§ **BRIEF**
The full set of records must be returned exactly, character for character.

[Stored data entries]
= Beginning of Section =

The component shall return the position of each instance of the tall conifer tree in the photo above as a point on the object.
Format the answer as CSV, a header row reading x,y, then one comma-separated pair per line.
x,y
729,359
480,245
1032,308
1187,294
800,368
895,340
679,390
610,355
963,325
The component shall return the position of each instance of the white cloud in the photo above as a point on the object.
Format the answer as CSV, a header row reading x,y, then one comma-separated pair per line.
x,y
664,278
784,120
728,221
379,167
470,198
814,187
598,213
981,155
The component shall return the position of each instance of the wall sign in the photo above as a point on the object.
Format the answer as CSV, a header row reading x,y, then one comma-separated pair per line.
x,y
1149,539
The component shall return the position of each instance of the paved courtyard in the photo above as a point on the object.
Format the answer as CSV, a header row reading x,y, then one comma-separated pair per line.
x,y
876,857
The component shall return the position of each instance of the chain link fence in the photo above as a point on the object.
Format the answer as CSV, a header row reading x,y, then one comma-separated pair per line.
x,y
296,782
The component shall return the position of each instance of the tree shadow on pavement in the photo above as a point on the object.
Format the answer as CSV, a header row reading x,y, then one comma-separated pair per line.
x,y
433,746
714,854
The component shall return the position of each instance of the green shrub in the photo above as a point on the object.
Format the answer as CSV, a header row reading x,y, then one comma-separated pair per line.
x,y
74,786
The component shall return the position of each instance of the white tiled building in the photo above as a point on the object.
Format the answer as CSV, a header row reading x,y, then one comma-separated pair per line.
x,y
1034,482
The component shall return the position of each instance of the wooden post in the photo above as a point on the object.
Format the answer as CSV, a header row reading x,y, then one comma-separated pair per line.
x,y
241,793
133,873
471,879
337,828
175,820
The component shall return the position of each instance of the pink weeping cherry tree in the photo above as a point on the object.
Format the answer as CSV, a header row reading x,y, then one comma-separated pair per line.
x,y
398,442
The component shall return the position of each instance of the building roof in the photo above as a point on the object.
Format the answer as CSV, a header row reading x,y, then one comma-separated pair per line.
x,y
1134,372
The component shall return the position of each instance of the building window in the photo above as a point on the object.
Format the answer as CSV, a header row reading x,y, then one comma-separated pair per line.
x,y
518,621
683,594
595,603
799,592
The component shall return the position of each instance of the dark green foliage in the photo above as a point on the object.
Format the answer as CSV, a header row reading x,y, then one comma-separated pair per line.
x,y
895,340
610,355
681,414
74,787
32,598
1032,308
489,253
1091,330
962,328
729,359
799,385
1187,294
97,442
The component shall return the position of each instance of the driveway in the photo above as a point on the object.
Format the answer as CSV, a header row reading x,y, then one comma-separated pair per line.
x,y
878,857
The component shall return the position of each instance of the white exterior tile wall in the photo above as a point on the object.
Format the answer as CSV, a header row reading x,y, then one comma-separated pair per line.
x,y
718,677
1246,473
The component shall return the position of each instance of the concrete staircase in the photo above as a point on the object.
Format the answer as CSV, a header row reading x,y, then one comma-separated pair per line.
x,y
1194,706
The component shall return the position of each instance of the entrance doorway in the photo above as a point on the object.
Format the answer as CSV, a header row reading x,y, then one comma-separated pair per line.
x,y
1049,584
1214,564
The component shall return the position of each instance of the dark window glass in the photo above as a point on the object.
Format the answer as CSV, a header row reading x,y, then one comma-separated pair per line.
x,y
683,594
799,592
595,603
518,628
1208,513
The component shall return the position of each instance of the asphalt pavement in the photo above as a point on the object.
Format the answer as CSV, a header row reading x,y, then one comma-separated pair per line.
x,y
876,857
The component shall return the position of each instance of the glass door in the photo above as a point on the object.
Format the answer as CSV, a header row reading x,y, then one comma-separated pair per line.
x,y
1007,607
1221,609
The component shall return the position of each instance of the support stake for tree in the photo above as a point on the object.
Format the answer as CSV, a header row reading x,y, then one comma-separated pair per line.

= End of Section =

§ **RESPONSE TO THIS EXERCISE**
The component shall return the position of each instance of the tall conifer tree in the photo above as a point on the object.
Format the answer as CSV, a header row reading x,y, then one comma-separated pair per line.
x,y
729,359
480,245
1032,308
1187,294
800,368
895,340
679,390
610,355
963,325
The component shall return the position of each instance of the white cloud in the photo above as a point on the object.
Format the answer as CSV, a header row reading x,y, then one comma-separated pair per line.
x,y
664,278
784,120
728,221
379,167
470,198
814,187
598,213
981,155
The component shall return the position of each instance of the wall sign in the photo above as a point on the object.
Format the answer as CSV, a header row reading x,y, then one comma-separated pair per line.
x,y
1149,539
The component shall return the position of each instance of the paved courtyard in the photo above as a point on the object.
Format the answer as CSV, a header row reading x,y, then one comma-separated pair per line.
x,y
876,857
The component shall return the position of each instance of the chain link fence in the photo above as a point on the object.
Format the answer as CSV, a header row reading x,y, then one comma-separated pair per line.
x,y
296,782
The component shall return the position of each instance of the tree shadow on pavement in the photo above as a point on the object.
Format the answer as CSV, a header row reading x,y, then one comma-separated pair per line.
x,y
433,746
714,854
The component shall return the position of each instance of the green shrub in the photo above as a point on the object.
Format the answer as CSV, a header row reading x,y, then one comma-separated pair per line.
x,y
74,786
The component shall return the position of each instance of the white tiled building in the photo above as a point on the object.
Format the answer as CSV, a header row reading x,y, then one comma-separated pair per line.
x,y
1034,482
The component shall return the position of each instance of the wooden post in the photo above as a point on the object.
Format the answer as CSV, a header row reading x,y, then one comma-separated pair per line.
x,y
241,793
133,873
471,879
337,828
175,820
The component shall return the position of each instance of the pink weeping cherry tree in the photo above as a point on the object.
Format the answer as CSV, a header row reading x,y, then one comma-separated pair per line.
x,y
398,442
The component shall return the position of each instance of the building roof in the photo above as a point on the object.
Format the answer as CSV, a header row reading x,y, then one comma-separated pair per line.
x,y
1134,372
The component shall return the position of each instance of the building window in the photo above as a point on the object.
Format the answer as CSV, a header row reading x,y, then one comma-separated pair per line.
x,y
518,621
683,594
595,603
799,592
The component shall return the position of each instance of the dark green foliage in the photo above as a point on the object.
Format the answer as CSV, a header row reading x,y, then one comma-separated pair per line.
x,y
895,340
610,355
681,414
74,787
32,598
1032,308
489,253
1091,330
962,328
729,359
799,385
1187,294
97,442
The component shall return the position of each instance of the driveway in the photo above as a point on the object.
Format the answer as CSV, a header row reading x,y, then one comma-separated pair per line.
x,y
878,857
The component shall return the position of each instance of the white exterior tile wall in the photo above as a point on the object.
Format the answer as CSV, a header row reading x,y, then one comma-separated pair per line.
x,y
718,677
1246,473
The component shall return the position of each instance of the concrete staircase in the photo above as a point on the object.
Format the answer as CSV, a header row reading x,y, then one comma-separated pair per line.
x,y
1194,706
The component shall return the position of each instance of the entrance doorway in the photo above as a point on the object.
Format the answer as CSV, a header row reading x,y, then one comma-separated pair per line.
x,y
1049,584
1214,564
The component shall return the position of each instance of the dark window glass in the photo above as a point on the object.
Format the answer as CSV, a header row reading x,y, then one comma-separated pair per line.
x,y
683,594
799,592
595,603
518,628
1208,513
The component shall return the position of each instance of the asphalt pavement in the photo above as a point on the object.
Format the answer as CSV, a header row reading x,y, then one comma-separated pair per line.
x,y
876,857
The component shall return the position of each instance of the glass door in the photo above as a point on the object.
Format the answer as CSV, a header row reading x,y, then one comma-separated pair per line.
x,y
1007,607
1221,609
The component shall return the position of each instance of the support stake for tree in the photo above as a point on the object.
Format the answer as CSV, a header row reading x,y, then one comma-separated pair per line.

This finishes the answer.